* [Exercise brief] Would you please transcribe the data in full and exactly, excluding images?
━━━
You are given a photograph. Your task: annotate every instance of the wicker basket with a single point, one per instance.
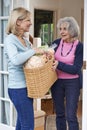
(39, 80)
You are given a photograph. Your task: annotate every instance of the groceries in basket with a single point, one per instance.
(39, 74)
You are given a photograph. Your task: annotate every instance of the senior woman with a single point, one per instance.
(68, 64)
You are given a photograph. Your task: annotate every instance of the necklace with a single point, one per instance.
(68, 51)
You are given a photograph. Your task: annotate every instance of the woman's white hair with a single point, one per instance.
(72, 26)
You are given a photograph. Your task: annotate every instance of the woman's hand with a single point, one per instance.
(39, 51)
(55, 64)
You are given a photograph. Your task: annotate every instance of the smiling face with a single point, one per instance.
(64, 33)
(24, 25)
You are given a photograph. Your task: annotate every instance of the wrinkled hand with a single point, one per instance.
(55, 64)
(39, 51)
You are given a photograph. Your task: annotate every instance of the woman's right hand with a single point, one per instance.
(39, 51)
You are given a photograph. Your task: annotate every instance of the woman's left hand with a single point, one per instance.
(55, 64)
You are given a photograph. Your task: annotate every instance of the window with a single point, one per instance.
(43, 25)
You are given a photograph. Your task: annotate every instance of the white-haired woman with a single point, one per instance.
(68, 64)
(17, 51)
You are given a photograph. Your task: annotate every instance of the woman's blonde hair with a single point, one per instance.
(19, 13)
(72, 26)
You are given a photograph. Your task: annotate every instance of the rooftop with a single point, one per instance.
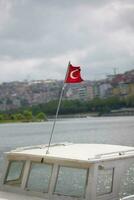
━━━
* [Solution to the problem]
You are given a photograph. Your task: annotate every instance of the wicker basket with a single point, one per instance.
(39, 80)
You are given a photograph. Your task: annotate every instance of the groceries in basket with a single point, one per instance.
(39, 74)
You are given a photograph. Your task: annotate every instance of the senior woman with a single point, one per instance.
(68, 64)
You are given a photograph. Your task: annotate every instance of the necklace with a single point, one per instance.
(68, 51)
You are given a photograph. Your task: annotate every instance of the woman's white hair with a single point, one per instance.
(72, 26)
You are given a photograph. Your task: annotate every instance of the woman's hand with a single point, one per instance.
(39, 51)
(55, 64)
You are given a photograph. Your task: annotate every instance of the smiling face with a single point, one per instance.
(64, 33)
(24, 25)
You are given a photograph. Your task: annotate every instance of the wrinkled hand with a single point, one per instance.
(55, 64)
(39, 51)
You are given a photograph. Your task: annotate every instance of the woman's right hand with a single point, one per instance.
(39, 51)
You are given a photograph. Your task: annotate every instance of the woman's left hand with a single point, one per instance.
(55, 64)
You are given a photograph. Your task: annotate every instance of the window with a single point, one per instance.
(43, 25)
You are given a photograph. Your task: annotate every instance of the white-haired woman with a single point, one per instance.
(68, 64)
(17, 51)
You are given a photograph. Your task: annotate every instance of the woman's blonde hair with a single point, one per instance.
(19, 13)
(72, 26)
You are given a photograph. Your task: annotate every instance of the rooftop with a single point, one per instance.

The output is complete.